Present every line of the items below as a numbered list, omitting blank lines and leaving out the pictures.

Entries shown:
## Begin

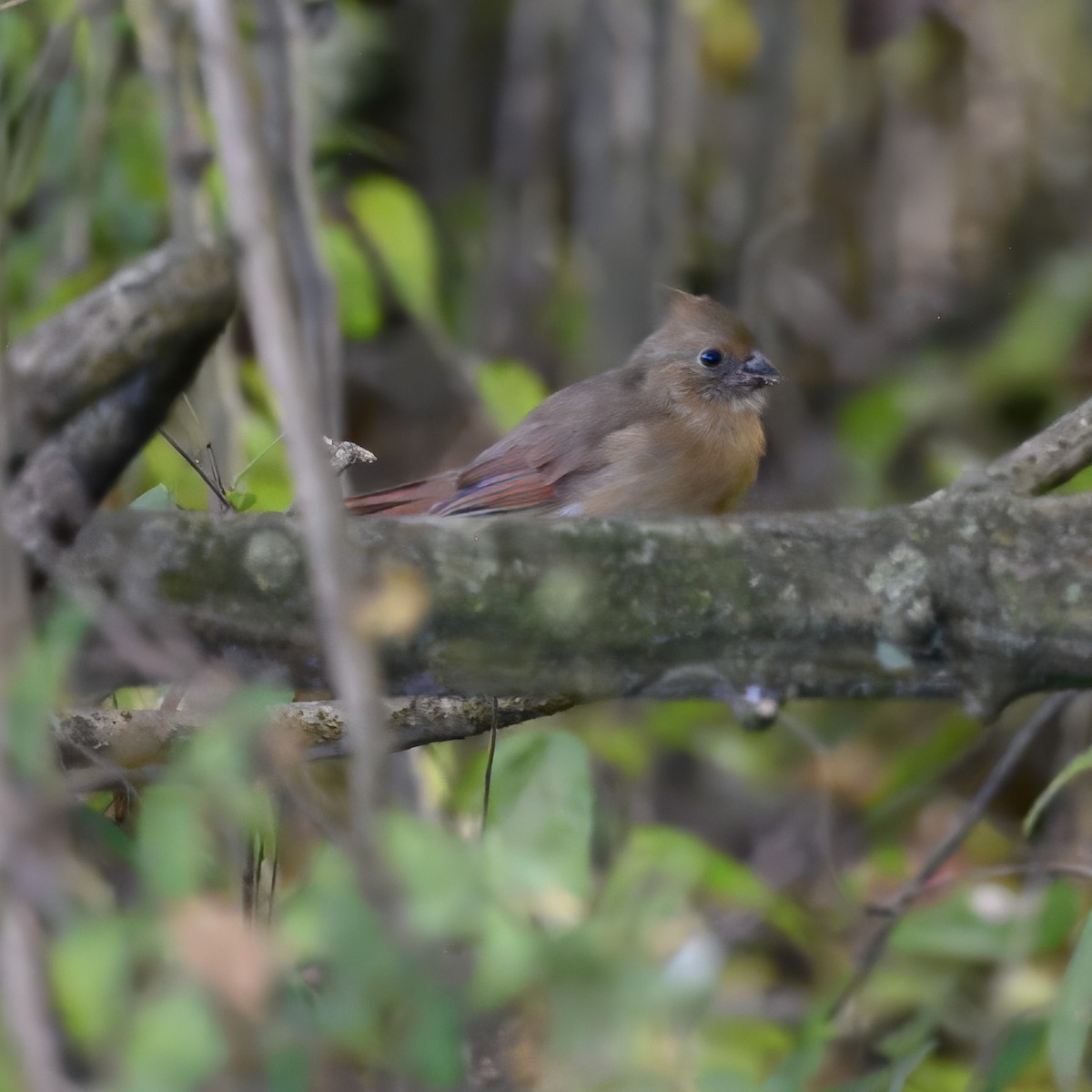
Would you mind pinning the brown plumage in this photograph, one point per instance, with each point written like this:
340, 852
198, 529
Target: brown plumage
675, 430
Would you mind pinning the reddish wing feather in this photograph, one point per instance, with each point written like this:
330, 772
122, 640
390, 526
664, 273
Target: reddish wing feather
507, 494
416, 498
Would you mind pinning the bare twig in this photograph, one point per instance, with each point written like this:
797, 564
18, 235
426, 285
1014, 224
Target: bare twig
489, 765
345, 453
25, 999
283, 349
146, 320
912, 891
1040, 464
216, 487
278, 47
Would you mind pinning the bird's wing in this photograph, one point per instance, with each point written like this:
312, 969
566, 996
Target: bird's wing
532, 468
540, 462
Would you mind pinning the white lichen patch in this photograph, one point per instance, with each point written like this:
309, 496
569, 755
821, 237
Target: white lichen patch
891, 658
901, 576
272, 561
561, 600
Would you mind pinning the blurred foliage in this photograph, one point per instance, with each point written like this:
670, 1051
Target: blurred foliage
660, 901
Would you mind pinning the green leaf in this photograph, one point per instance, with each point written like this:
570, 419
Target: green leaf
1076, 765
440, 873
511, 390
88, 962
175, 1044
955, 929
661, 869
174, 847
157, 500
1068, 1031
397, 222
359, 304
1021, 1044
540, 834
509, 958
240, 501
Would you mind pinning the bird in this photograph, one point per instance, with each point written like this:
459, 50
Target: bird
675, 430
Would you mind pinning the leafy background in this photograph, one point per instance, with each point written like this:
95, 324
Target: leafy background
661, 901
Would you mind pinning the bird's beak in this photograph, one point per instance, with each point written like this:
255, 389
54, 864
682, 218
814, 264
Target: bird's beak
760, 369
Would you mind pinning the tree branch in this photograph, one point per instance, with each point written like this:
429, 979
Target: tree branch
143, 320
978, 598
1042, 463
126, 740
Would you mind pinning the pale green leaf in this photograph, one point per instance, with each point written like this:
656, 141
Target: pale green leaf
397, 222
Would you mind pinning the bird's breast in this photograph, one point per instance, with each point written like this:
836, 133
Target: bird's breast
674, 469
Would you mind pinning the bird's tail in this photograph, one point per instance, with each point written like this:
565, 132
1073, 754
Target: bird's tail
415, 498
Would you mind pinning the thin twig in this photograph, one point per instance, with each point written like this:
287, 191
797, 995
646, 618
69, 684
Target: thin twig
268, 284
912, 891
217, 490
489, 765
1042, 463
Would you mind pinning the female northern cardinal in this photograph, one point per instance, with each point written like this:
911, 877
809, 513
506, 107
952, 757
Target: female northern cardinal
675, 430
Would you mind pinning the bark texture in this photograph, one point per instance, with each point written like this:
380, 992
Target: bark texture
976, 596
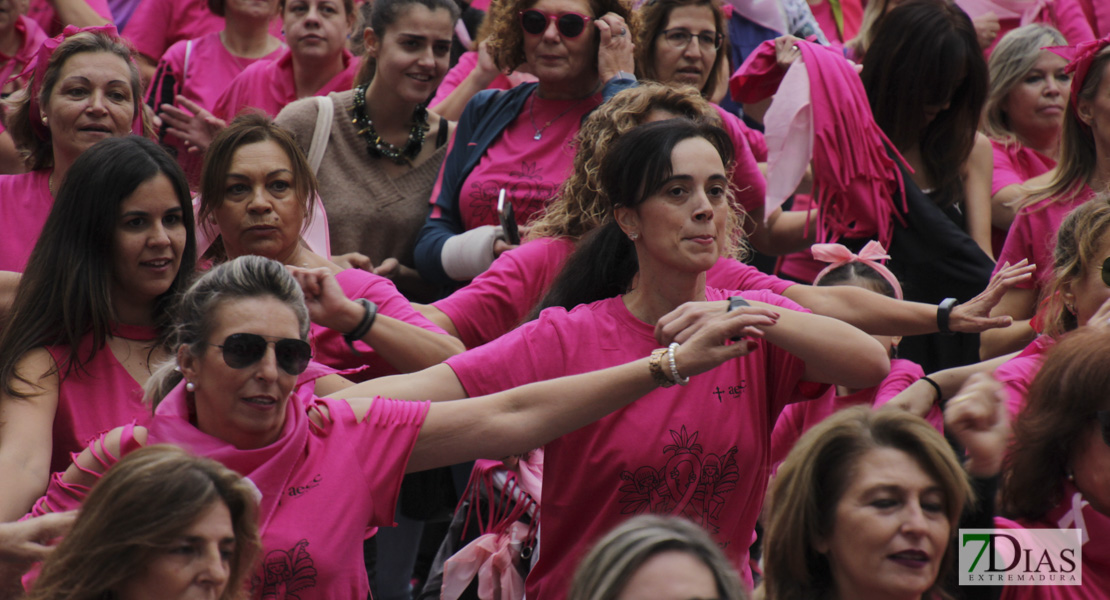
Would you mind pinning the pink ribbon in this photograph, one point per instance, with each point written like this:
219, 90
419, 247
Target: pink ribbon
41, 60
490, 557
838, 255
1079, 58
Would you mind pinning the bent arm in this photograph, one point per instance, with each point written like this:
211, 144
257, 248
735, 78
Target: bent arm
27, 435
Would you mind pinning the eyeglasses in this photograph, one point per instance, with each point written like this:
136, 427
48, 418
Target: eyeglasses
569, 24
680, 38
1103, 417
241, 351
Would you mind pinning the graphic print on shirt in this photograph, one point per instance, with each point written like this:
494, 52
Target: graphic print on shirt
286, 572
690, 482
527, 191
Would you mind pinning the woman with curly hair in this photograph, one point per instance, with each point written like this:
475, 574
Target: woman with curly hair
516, 140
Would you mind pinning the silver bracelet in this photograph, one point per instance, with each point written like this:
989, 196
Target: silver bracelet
674, 368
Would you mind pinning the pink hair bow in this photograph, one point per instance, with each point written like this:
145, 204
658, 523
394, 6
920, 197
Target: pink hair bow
490, 557
838, 255
1079, 58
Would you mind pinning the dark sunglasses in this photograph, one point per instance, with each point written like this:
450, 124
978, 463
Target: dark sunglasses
241, 351
569, 24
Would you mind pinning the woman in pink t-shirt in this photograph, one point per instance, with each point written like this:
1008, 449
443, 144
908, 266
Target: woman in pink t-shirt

## End

Solved exercise:
1. Would you mind pinning the brown plumage in this photograph, one point per instance, with each point written like this:
2. 340, 852
3. 198, 529
4. Target: brown plumage
5. 675, 430
6. Would you mind pinning the reddish wing feather in this photograph, one point per instance, with each point written like this:
7. 330, 772
8. 122, 640
9. 390, 526
10. 664, 273
11. Target: reddish wing feather
12. 507, 494
13. 416, 498
14. Would you mind pinning the bare twig in this photograph, one point per instance, with each point written like this:
15. 797, 564
16. 18, 235
17. 426, 285
18. 1014, 224
19. Target: bare twig
20. 489, 765
21. 345, 453
22. 25, 999
23. 283, 349
24. 146, 320
25. 912, 891
26. 1040, 464
27. 216, 487
28. 278, 47
29. Would you mind pinning the bird's wing in this photograph, one point per instance, with each point written like this:
30. 312, 969
31. 566, 996
32. Target: bird's wing
33. 532, 468
34. 540, 462
35. Would you mind pinning the white lichen patch in this photograph, one point per instance, with each point written like this:
36. 309, 496
37. 569, 755
38. 821, 237
39. Target: white lichen patch
40. 891, 658
41. 901, 576
42. 272, 561
43. 561, 600
44. Would you mind pinning the blurred foliage in this photograph, one point per instance, with each point written like this:
45. 670, 1051
46. Target: blurred foliage
47. 660, 901
48. Would you mind pinning the green leaf in this photograph, one point per instance, with each point written like this:
49. 570, 419
50. Target: green leaf
51. 1076, 765
52. 440, 873
53. 511, 390
54. 88, 962
55. 175, 1044
56. 955, 929
57. 661, 869
58. 174, 847
59. 157, 500
60. 1068, 1031
61. 397, 222
62. 359, 304
63. 1021, 1044
64. 540, 834
65. 509, 958
66. 240, 501
67. Would you mind pinning the bird in this photograph, one point per instance, with each point written like this:
68. 459, 50
69. Target: bird
70. 675, 430
71. Would you mind pinning the leafy background in this photograph, one point per instance, with each point written like this:
72. 95, 324
73. Target: leafy background
74. 661, 901
75. Would you mind pinning the bird's beak in this photograph, one point per instance, with each point written like this:
76. 255, 389
77. 54, 864
78. 682, 218
79. 814, 264
80. Target: bird's beak
81. 760, 369
82. Would you mind pinning the tree branch in this photograph, one point per instance, with each point written like this:
83. 429, 979
84. Target: tree branch
85. 143, 320
86. 978, 598
87. 1042, 463
88. 126, 740
89. Would you mind pinning the pale green leaf in this photograph, one point per instance, with each point written like this:
90. 656, 141
91. Target: pale green leaf
92. 397, 222
93. Would you mind pinning the bird's breast in this photograph, one point per instance, with each point written like this:
94. 836, 133
95. Target: bird's breast
96. 674, 469
97. Would you mind pinning the bird's tail in this photograph, one point per instance, with each point written like this:
98. 565, 132
99. 1073, 754
100. Target: bird's tail
101. 415, 498
102. Would you mind pinning the thin twig in this photograph, one point per instance, with each point written like this:
103. 287, 191
104. 797, 995
105. 646, 618
106. 69, 684
107. Target: thin twig
108. 268, 284
109. 912, 891
110. 217, 490
111. 489, 765
112. 1042, 463
113. Would you mind pinning the female northern cardinal in this photograph, one point per instance, with each point written like this:
114. 911, 877
115. 809, 513
116. 506, 107
117. 952, 757
118. Target: female northern cardinal
119. 675, 430
120. Would you mind pinning the bark texture in this photograph, one point per instance, with each point written like this:
121. 380, 992
122. Target: bark texture
123. 976, 596
124. Would you mind pinning the pink ribbon in this photograph, one point per instance, with each point written like this:
125. 219, 90
126. 419, 247
127. Target: pink ribbon
128. 41, 60
129. 490, 557
130. 838, 255
131. 1079, 58
132. Would you mind pinning the bent arm in this photograph, one point per instance, with each point written like this:
133. 211, 144
134. 257, 248
135. 735, 78
136. Target: bent arm
137. 27, 435
138. Would you mind pinning the eyeglasses in this photograph, one point per instance, with each point written like this:
139. 136, 427
140. 48, 418
141. Target: eyeglasses
142. 569, 24
143. 680, 38
144. 1103, 417
145. 241, 351
146. Would you mind pinning the graphic print on shirt in this photograph, one point per instance, with each point written like this:
147. 494, 52
148. Target: graphic print on shirt
149. 286, 572
150. 690, 482
151. 527, 191
152. Would you mind pinning the woman with curly hair in this photograph, one point per instance, with each point written like this:
153. 475, 574
154. Target: woman with curly hair
155. 516, 140
156. Would you mind pinning the silver bracelet in this photograph, one point per instance, with each point written like this:
157. 989, 196
158. Target: silver bracelet
159. 674, 368
160. Would you mind pinning the pink hair bow in this photograph, one point per instance, with each point written like this:
161. 145, 204
162. 658, 523
163. 394, 6
164. 920, 197
165. Target: pink hair bow
166. 490, 557
167. 838, 255
168. 1079, 58
169. Would you mind pinning the dark sunglasses in this photograph, one point per instance, with each point written like this:
170. 450, 124
171. 978, 463
172. Target: dark sunglasses
173. 241, 351
174. 569, 24
175. Would you mind pinning the woman in pink t-shirt in this photograph, one point per instance, with each point written like this:
176. 1008, 449
177. 443, 144
178. 908, 266
179. Target: woman in pink t-shirt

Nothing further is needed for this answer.